DOCUMENTTEKST
○ ○ ○ ○ ○

Barmhartigheid / goedheid
Het Hebreeuwse woord voor barmhartigheid is verwant aan het He-breeuwse woord voor baarmoeder. Zoals kinderen in de baarmoeder groeien, zo mogen mensen groeien in de veilige omarming van God.
Barmhartigheid is dus een houding van meeleven, meelijden.





Bij de tekst

Maria en Elisabet

Lucas beschreef wat God doet bij mensen die openstaan en ontvankelijk zijn voor zijn aanwezigheid: ze worden aandachtig en attentievol voor hun medemens - een houding die ook bij Jezus terug te vinden is.



Lied

Toen Maria vernam dat ze een kindje zou krijgen, zong ze een lied dat men tot op vandaag zingt. Het lijkt op een psalm. Psalmen zijn liederen die men vroeger in de tempel zong om God te loven, te prijzen of om Hem hulp en redding te vragen.

Waarschijnlijk zong Maria dit lied niet echt. Daarvoor lijkt het teveel op het lied dat Hanna, de moeder van Samuel zou gezongen hebben toen ze hoorde dat ze een zoontje zou krijgen. Maar het heeft wel de sfeer waarin de eerste christenen in Jezus geloofden.

Dit lied wordt genoemd naar het eerste woord in de Latijnse tekst ervan: ‘Magnificat’, letterlijk vertaald: ‘Maak groot’.

Het lied 'Magnificat' bezingt:
- de grote daden van God tegenover Maria
- de zorg van God voor zijn volk
- het einde van het onrecht
- de taak van de Messias

Die maatschappelijke betrokkenheid in dit lied, is in heel het evangelie volgens Lucas duidelijk zichtbaar.
In het Magnificat worden de gevestigde verhoudingen tussen arm en rijk omgekeerd.



Wortels in het Oude Testament

.
Maria doet denken aan Myriam, de zus van Mozes. Na de bevrijding uit Egypte, nadat het volk door de Rode Zee trok, zong ze het lied:
'Zing voor Hem, want Hij is hoogverheven,
het paard en zijn berijder stortte Hij in zee.'
(Exodus 15, 21)
De namen MaRIA // MyRIAm zijn verwant aan elkaar.
Zoals Myriam in het Oude Testament, zo is Maria in het Nieuwe Testament zij die die de bevrijding van God bezingt.


.
Het lied dat Maria zong werd geïnspireerd door de psalmen en het lied van Hanna, de moeder van Samuel (1 Samuel 2, 1-10).

Toen bad Hanna:
‘Mijn hart juicht om de Heer; om de Heer wordt mijn hoorn verheven.
Ik doe mijn mond open tegen mijn vijanden, want ik verheug mij
over uw hulp.
Er is geen Heilige als de Heer; buiten U is er niemand,
er is geen rots als onze God.
Praat toch niet steeds zo verwaand, zet niet zo’n grote mond op;
want de heer is een alwetende God: Hij weegt onze daden.
De boog van de sterken is gebroken;
zij die wankelden zijn met kracht omgord.
Zij die overvloed hadden, verhuren zich voor brood;
die honger leden, eten zich dik.
De onvruchtbare baart, tot zevenmaal toe; de kinderrijke verwelkt.

○ ○ ○ ○ ○

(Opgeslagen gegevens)
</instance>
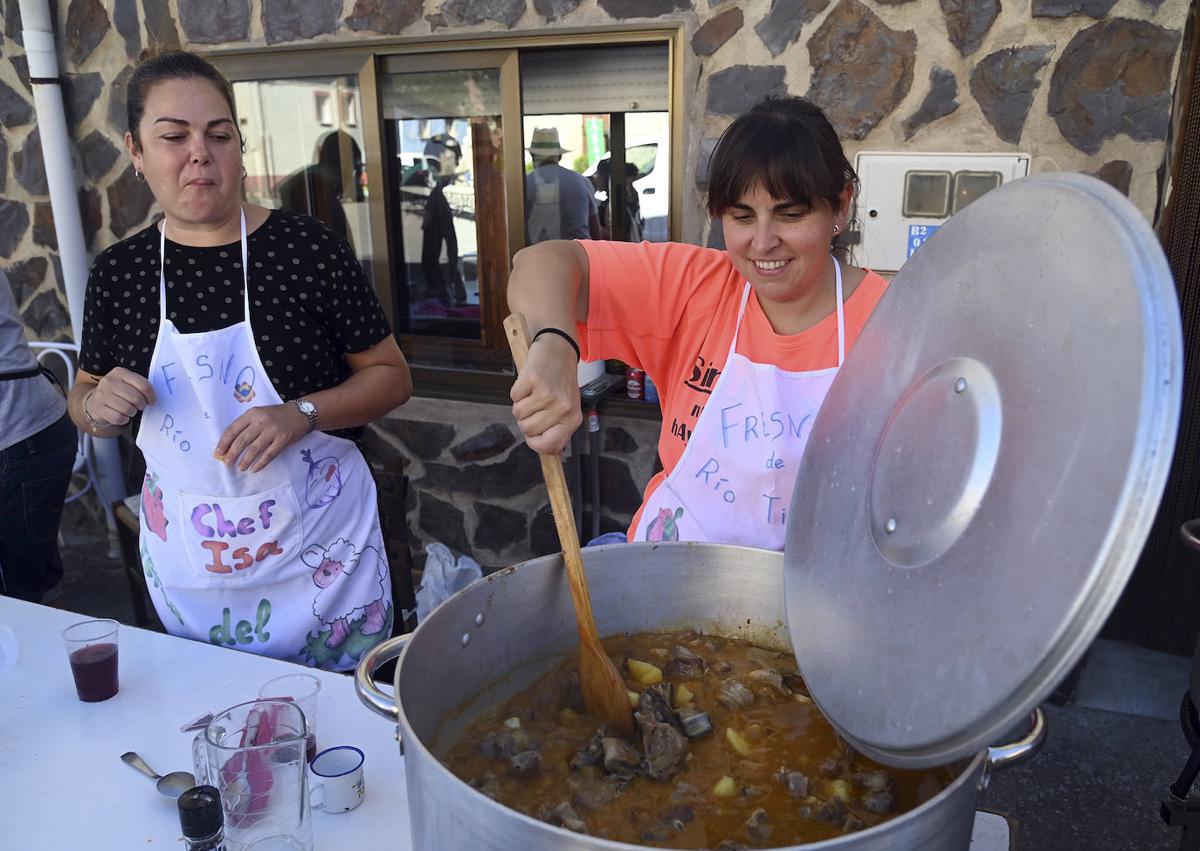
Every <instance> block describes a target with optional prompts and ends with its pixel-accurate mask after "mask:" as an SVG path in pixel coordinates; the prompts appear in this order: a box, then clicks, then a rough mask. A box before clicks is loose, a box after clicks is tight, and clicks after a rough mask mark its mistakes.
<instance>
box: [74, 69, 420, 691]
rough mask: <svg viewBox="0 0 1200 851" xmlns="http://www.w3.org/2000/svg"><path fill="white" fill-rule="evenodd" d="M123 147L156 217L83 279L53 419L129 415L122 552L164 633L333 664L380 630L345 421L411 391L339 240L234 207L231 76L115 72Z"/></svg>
mask: <svg viewBox="0 0 1200 851" xmlns="http://www.w3.org/2000/svg"><path fill="white" fill-rule="evenodd" d="M125 143H126V148H127V149H128V152H130V156H131V157H132V160H133V167H134V168H136V169H137V175H138V178H139V179H140V180H144V181H145V184H146V185H148V186H149V187H150V190H151V192H152V193H154V196H155V199H156V200H157V202H158V204H160V205H161V206H162V210H163V217H162V220H161V221H158V222H156V223H155V224H152V226H150V227H149V228H146V229H144V230H142V232H140V233H138V234H134V235H133V236H131V238H128V239H126V240H124V241H122V242H119V244H116V245H114V246H112V247H110V248H108V250H106V251H104V252H103V253H101V256H100V257H98V258H97V259H96V262H95V264H94V266H92V271H91V277H90V280H89V282H88V294H86V306H85V317H84V331H83V346H82V353H80V366H82V371H80V373H79V378H78V380H77V383H76V385H74V388H73V390H72V392H71V400H70V409H71V415H72V419H73V420H74V421H76V424H77V425H79V427H82V429H86V430H88V431H89V432H91V433H92V435H96V436H98V437H112V436H114V435H116V433H118V432H119V431H120V430H121V429H122V427H124V426H125V425H126V424H128V422H130V421H131V420H132V419H133V418H134V416H138V415H140V425H139V427H138V432H137V444H138V447H139V448H140V449H142V453H143V454H144V456H145V461H146V478H145V484H144V486H143V491H142V537H140V553H142V562H143V568H144V570H145V574H146V579H148V581H149V586H150V594H151V598H152V600H154V604H155V607H156V610H157V612H158V616H160V618H161V621H162V623H163V625H164V627H166V628H167V630H168V631H169V633H172V634H174V635H181V636H187V637H191V639H196V640H199V641H210V642H212V643H217V645H223V646H228V647H234V648H238V649H242V651H248V652H252V653H262V654H266V655H271V657H277V658H282V659H290V660H294V661H300V663H304V664H308V665H312V666H318V667H324V669H330V670H346V669H349V667H353V666H354V664H355V660H356V659H358V658H359V657H360V655H361V654H362V653H364V652H365V651H366V649H368V648H370V647H372V646H374V645H376V643H378V642H379V641H383V640H384V639H386V637H388V636H389V635H390V625H391V622H392V618H394V611H392V603H391V583H390V580H389V573H388V559H386V556H385V553H384V546H383V537H382V534H380V531H379V516H378V509H377V505H376V487H374V483H373V481H372V479H371V472H370V469H368V467H367V465H366V462H365V461H364V459H362V455H361V453H360V451H359V449H358V447H356V445H355V443H354V438H356V437H358V436H359V435H360V433H361V429H360V427H361V426H362V425H364V424H366V422H370V421H371V420H373V419H377V418H378V416H380V415H383V414H385V413H386V412H389V410H391V409H392V408H395V407H396V406H398V404H402V403H403V402H404V401H406V400H407V398H408V397H409V395H410V392H412V380H410V377H409V371H408V365H407V364H406V362H404V358H403V355H402V354H401V352H400V348H398V347H397V344H396V341H395V338H394V337H392V335H391V332H390V330H389V328H388V324H386V320H385V319H384V317H383V312H382V310H380V307H379V304H378V300H377V299H376V296H374V293H373V290H372V289H371V287H370V284H368V282H367V281H366V277H365V276H364V274H362V270H361V268H360V266H359V264H358V260H356V259H355V258H354V256H353V253H352V252H350V250H349V247H348V246H347V244H346V241H344V240H343V239H342V238H340V236H337V235H336V234H335V233H334V232H332V230H331V229H330V228H329V227H326V226H325V224H323V223H320V222H318V221H316V220H313V218H308V217H305V216H299V215H295V214H290V212H283V211H280V210H268V209H265V208H262V206H257V205H253V204H246V203H244V202H242V187H241V180H242V178H244V175H245V172H244V169H242V150H241V149H242V143H241V137H240V133H239V130H238V118H236V110H235V107H234V98H233V89H232V86H230V85H229V83H228V82H227V80H226V79H224V78H223V77H222V76H221V74H220V73H218V72H217V71H216V70H215V68H214V67H212V66H211V65H209V64H208V62H206V61H204V60H202V59H199V58H198V56H194V55H192V54H188V53H184V52H170V53H164V54H160V55H157V56H154V58H150V59H148V60H145V61H143V62H142V64H140V65H139V66H138V67H137V70H136V71H134V73H133V77H132V78H131V79H130V83H128V132H127V133H126V134H125Z"/></svg>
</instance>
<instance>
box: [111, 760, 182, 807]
mask: <svg viewBox="0 0 1200 851" xmlns="http://www.w3.org/2000/svg"><path fill="white" fill-rule="evenodd" d="M121 762H124V763H126V765H128V766H132V767H133V768H137V769H138V771H139V772H142V773H143V774H145V775H146V777H148V778H150V779H151V780H155V781H156V783H155V789H157V790H158V791H160V792H161V793H162V795H166V796H167V797H168V798H178V797H179V796H180V795H182V793H184V792H186V791H187V790H188V789H191V787H192V786H194V785H196V778H194V777H192V773H191V772H172V773H170V774H156V773H155V771H154V768H151V767H150V766H148V765H146V761H145V760H143V759H142V757H140V756H138V755H137V754H134V753H133V751H132V750H127V751H125V753H124V754H121Z"/></svg>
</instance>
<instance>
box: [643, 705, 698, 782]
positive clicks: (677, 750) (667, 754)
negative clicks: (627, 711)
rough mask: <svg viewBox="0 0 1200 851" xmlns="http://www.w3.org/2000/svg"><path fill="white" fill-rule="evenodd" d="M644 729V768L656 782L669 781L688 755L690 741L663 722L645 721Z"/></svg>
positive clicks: (675, 772)
mask: <svg viewBox="0 0 1200 851" xmlns="http://www.w3.org/2000/svg"><path fill="white" fill-rule="evenodd" d="M638 724H640V725H641V727H642V754H643V755H644V757H643V762H642V766H643V768H644V769H646V773H647V774H648V775H649V777H652V778H654V779H655V780H667V779H670V778H671V775H672V774H674V773H676V769H677V768H678V767H679V763H680V762H683V757H684V755H685V754H686V753H688V739H686V738H685V737H684V735H683V733H682V732H679V731H678V730H676V729H674V727H673V726H671V725H670V724H664V723H661V721H653V720H650V721H643V720H642V719H641V718H638Z"/></svg>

○ ○ ○ ○ ○

OPDRACHTEN
1. Noem alles wat het lied 'Magnificat' volgens de tekst over Maria's lied bezingt.
2. Schrijf de tekst over Maria's lied verder, te beginnen na de laatste regel die er staat.

JOUW ANTWOORDEN
1.
- de grote daden van God tegenover Maria
- de zorg van God voor zijn volk
- het einde van het onrecht
- de taak van de Messias

2.
De Heer brengt dood en laat leven,
Hij brengt naar de onderwereld en Hij haalt er weer uit.
De Heer maakt arm en maakt rijk, Hij vernedert en Hij verheft.
Hij helpt de zwakke overeind uit het stof,
Hij haalt de arme weg uit het vuil
en geeft hem een plaats bij de machtigen;
een ereplaats wijst Hij hem toe.
Van de Heer zijn de zuilen van de aarde:
daarop heeft Hij de wereld gegrondvest.
Hij bewaakt de stappen van zijn vrome mensen,
maar de slechte mensen komen om in duisternis;
want de mens is niet sterk door eigen kracht.
Zij die het tegen de Heer opnemen, worden gebroken;
uit de hemel laat Hij zijn donder over hen rollen.
De Heer oordeelt over de aarde, tot aan haar grenzen.
Hij geeft kracht aan zijn koning en verheft de hoorn van zijn gezalfde.’

(1 Samuel 2, 1-10)

Deze Bijbeltekst is ontleend aan de Willibrordvertaling, © Katholieke Bijbelstichting, 's-Hertogenbosch, 1995.





Bijbel en kunst

Schilderkunst

R. VAN DER WEYDEN

Bezoek van Maria aan Elisabet (1435)
Van De Weyden

Dit schilderij hangt in het Museum voor Beeldende Kunst in Leipzig. Twee zwangere vrouwen, Maria en Elisabet staan naast elkaar in een Vlaams landschap. Ze leggen elk teder een hand op de buik van de ander.
Rogier van der Weyden (1399-1464) voegde 'emotie' toe aan de kunst van zijn tijd.


Merk op
Op dit schilderij maken we kennis met zwangerschapskledij uit de tijd van Rogier van der Weyden: onder de arm van Elisabet is te zien dat haar kleed met een veter is dichtgemaakt. Bij het vorderen van de zwangerschap werd die veter steeds losser genoopt, zodat de zwangere vrouw haar kleding verder kon blijven dragen.
Na de geboorte kon het kleed geleidelijk meer vast geknoopt worden.





ARCABAS

Visitatie
Arcabas M&E




Suggestie
Sta stil bij dit schilderij met de volgende vragen:
- Hoeveel personen zie je op dit schilderij?
- Ken je hun namen?
- Wat wordt hier afgebeeld?
- Waar zouden die twee kruisjes kunnen naar verwijzen?


Dit schilderij van Arcabas beeldt de ontmoeting uit van Elisabet en Maria (Lucas 1, 39-45)
Beide vrouwen ontmoeten elkaar zonder iets te zeggen.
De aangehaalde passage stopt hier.